Dataset entries:
________

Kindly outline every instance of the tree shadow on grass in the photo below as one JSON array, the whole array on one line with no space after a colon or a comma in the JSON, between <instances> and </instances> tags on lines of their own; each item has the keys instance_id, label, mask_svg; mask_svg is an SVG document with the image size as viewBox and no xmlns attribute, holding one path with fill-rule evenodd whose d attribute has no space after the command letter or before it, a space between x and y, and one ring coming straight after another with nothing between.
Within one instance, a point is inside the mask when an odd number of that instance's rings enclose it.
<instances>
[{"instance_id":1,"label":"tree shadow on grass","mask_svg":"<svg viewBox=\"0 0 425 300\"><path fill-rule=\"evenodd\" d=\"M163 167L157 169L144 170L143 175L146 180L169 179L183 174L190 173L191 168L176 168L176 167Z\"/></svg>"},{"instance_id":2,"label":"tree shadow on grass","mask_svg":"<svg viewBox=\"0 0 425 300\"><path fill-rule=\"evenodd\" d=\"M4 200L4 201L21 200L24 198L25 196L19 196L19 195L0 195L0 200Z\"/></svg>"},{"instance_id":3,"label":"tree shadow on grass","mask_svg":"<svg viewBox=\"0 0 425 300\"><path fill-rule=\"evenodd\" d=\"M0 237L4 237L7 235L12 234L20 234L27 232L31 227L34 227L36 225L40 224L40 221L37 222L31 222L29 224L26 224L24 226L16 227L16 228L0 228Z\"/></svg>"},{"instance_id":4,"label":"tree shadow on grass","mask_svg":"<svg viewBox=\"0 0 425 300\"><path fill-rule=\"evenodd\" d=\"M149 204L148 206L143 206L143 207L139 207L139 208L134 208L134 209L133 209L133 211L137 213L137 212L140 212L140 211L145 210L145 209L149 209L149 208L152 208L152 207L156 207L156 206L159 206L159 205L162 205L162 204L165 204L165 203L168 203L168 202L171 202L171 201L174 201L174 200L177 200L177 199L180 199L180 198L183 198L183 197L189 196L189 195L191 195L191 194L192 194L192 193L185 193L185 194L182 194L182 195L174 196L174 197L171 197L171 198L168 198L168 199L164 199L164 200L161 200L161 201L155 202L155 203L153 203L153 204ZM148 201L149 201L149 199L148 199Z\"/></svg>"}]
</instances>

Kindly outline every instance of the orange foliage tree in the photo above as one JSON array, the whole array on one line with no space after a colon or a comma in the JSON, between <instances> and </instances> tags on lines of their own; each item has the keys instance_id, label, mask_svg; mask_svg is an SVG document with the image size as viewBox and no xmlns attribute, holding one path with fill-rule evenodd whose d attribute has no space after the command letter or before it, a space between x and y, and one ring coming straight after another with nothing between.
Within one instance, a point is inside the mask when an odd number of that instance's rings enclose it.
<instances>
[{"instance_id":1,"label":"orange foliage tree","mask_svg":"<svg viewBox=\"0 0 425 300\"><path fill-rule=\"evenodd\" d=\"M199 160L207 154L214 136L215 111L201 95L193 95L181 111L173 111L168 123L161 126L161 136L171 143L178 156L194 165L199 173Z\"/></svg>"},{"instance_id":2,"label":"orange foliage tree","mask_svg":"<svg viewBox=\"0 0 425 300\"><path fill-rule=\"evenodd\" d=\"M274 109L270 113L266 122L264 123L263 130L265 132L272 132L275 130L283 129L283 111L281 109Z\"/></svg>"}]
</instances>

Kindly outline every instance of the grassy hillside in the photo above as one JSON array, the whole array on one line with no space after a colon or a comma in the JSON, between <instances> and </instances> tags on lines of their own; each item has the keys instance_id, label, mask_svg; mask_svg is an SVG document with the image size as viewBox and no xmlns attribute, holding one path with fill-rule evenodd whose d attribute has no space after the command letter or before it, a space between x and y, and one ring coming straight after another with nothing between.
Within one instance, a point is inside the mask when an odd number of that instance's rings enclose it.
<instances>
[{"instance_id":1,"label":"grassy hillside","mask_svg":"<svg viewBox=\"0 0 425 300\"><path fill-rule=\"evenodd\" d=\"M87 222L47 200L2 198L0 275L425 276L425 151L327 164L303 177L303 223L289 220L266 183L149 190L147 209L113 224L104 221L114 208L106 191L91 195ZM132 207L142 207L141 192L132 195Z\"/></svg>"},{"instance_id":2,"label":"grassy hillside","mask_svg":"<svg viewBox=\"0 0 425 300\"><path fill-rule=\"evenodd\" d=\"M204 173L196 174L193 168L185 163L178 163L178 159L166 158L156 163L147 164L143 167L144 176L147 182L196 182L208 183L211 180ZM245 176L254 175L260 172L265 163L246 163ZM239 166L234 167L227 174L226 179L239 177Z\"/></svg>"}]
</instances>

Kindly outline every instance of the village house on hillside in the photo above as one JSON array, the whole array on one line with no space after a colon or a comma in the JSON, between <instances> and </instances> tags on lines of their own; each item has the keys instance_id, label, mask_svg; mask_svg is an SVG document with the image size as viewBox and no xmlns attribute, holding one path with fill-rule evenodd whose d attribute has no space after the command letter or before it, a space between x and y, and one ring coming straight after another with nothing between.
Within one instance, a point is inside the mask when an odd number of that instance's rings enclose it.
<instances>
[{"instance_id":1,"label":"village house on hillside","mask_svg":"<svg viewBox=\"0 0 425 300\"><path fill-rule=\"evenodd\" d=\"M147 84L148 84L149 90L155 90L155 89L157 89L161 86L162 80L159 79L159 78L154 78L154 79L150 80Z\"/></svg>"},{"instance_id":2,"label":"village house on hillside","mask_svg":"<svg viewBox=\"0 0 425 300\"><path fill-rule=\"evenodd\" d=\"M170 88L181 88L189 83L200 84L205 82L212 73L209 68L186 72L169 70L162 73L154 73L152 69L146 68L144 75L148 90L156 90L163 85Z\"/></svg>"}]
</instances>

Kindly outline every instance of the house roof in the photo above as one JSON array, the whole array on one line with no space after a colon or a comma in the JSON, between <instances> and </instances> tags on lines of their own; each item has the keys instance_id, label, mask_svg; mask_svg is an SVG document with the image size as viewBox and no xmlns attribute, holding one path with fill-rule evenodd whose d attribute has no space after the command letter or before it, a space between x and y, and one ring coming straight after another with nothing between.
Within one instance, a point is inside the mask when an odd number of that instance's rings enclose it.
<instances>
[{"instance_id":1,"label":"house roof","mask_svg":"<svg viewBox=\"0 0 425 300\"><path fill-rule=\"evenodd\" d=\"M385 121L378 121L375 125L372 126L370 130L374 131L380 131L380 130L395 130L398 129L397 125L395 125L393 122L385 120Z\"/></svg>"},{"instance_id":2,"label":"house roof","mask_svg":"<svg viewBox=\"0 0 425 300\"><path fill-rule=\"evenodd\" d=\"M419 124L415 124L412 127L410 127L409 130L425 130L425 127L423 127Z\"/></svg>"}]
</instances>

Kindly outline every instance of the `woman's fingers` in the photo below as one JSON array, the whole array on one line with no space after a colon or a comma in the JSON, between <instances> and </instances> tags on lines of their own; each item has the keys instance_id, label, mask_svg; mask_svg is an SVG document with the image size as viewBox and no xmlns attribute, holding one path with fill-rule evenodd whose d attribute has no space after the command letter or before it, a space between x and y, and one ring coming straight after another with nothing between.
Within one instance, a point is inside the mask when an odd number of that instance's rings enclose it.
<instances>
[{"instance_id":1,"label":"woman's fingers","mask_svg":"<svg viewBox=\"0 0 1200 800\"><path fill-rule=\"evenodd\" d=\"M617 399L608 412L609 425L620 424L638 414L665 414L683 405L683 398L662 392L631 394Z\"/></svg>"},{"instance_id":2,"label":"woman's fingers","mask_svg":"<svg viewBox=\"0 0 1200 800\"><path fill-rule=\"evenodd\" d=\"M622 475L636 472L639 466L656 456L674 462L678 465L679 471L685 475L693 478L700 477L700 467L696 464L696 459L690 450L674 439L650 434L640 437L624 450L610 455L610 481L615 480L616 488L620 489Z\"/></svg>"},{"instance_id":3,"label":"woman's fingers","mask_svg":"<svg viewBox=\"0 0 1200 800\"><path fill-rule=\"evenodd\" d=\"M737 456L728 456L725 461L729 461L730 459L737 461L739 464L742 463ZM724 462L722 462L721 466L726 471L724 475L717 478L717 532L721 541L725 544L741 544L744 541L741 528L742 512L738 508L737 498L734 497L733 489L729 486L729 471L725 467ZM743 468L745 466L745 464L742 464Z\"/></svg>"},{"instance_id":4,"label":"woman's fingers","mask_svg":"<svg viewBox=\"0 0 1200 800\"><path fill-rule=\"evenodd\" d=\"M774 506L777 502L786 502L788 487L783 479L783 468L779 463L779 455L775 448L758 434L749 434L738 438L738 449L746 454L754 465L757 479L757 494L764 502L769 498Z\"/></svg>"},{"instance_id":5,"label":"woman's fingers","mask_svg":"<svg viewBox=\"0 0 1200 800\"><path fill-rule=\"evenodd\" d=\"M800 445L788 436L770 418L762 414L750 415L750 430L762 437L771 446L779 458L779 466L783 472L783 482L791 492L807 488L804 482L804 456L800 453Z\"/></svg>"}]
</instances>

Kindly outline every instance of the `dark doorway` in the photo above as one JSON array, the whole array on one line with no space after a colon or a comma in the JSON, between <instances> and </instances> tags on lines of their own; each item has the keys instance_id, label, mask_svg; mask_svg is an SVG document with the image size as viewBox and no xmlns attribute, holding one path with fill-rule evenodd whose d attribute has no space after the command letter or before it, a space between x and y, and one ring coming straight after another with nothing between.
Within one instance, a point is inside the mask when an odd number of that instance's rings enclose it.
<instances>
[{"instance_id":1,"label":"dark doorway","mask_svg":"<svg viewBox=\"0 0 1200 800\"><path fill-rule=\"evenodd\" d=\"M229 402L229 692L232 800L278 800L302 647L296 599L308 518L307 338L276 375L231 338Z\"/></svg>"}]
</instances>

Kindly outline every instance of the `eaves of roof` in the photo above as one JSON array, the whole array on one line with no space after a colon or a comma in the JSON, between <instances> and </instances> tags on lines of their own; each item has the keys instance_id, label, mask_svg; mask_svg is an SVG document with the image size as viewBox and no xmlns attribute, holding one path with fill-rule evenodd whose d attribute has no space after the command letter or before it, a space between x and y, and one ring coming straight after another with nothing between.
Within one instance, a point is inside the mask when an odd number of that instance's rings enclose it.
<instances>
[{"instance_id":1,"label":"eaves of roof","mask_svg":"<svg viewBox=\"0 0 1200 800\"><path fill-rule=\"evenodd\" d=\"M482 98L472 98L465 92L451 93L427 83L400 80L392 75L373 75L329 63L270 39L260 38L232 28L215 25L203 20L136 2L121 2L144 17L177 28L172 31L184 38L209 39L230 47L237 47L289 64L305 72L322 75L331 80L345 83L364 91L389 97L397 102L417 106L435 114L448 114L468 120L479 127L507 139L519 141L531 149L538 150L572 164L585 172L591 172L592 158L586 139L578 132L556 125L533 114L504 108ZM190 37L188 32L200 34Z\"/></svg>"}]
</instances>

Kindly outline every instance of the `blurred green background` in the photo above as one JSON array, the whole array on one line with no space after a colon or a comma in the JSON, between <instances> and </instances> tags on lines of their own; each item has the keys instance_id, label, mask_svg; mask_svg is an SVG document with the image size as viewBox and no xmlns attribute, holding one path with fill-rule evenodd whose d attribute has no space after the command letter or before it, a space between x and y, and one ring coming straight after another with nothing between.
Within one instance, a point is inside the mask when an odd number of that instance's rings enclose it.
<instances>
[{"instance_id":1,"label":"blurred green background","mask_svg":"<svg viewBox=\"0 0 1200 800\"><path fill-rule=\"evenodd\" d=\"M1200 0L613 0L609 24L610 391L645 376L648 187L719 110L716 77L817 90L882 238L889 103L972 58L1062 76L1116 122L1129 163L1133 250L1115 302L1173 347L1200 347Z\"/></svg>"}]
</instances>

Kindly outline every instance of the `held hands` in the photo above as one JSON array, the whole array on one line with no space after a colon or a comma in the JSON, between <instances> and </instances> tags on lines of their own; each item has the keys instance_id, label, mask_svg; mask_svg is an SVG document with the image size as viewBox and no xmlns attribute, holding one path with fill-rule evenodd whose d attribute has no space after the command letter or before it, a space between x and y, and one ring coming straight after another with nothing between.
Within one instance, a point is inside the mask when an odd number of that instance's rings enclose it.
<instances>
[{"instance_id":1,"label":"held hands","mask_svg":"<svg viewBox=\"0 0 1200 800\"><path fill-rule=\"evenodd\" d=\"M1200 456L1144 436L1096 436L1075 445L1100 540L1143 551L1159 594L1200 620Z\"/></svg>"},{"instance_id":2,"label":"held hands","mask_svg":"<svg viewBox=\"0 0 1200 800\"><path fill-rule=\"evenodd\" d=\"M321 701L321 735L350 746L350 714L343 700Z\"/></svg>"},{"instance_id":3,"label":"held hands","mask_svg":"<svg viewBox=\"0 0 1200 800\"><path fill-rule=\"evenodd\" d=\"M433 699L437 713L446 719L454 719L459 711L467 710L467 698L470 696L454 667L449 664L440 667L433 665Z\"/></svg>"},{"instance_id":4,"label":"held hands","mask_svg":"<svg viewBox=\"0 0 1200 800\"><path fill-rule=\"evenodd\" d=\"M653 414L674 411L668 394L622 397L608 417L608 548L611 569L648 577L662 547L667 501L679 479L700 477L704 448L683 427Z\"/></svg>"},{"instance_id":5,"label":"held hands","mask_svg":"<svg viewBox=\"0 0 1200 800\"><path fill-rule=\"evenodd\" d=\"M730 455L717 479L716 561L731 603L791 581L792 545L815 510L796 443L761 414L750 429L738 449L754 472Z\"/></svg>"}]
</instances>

________

TASK DESCRIPTION:
Lines that include the word "below" are to be extracted from the data above.

TASK OUTPUT:
Kindly outline every instance of the tree shadow on grass in the photo below as one JSON array, the whole array on one line with no space after a colon or a comma in the JSON, between <instances> and </instances> tags on lines of their own; each item has the keys instance_id, label, mask_svg; mask_svg is an SVG document with the image size as viewBox and no xmlns attribute, holding one path with fill-rule evenodd whose d attribute has no space after the command letter or before it, a space between x and y, and one ring coming straight after another with nothing between.
Kindly outline every instance of the `woman's fingers` in the photo below as one JSON array, the whole array on one line with no space after a colon or a comma in the JSON, between <instances> and </instances> tags on lines of their own; each item has the keys instance_id, label, mask_svg; mask_svg is an SVG document with the image size as viewBox and no xmlns attribute, holding one path with fill-rule evenodd whose d attribute has no space after the command letter or before it, a space between x and y, and one ring coming straight after another with nothing between.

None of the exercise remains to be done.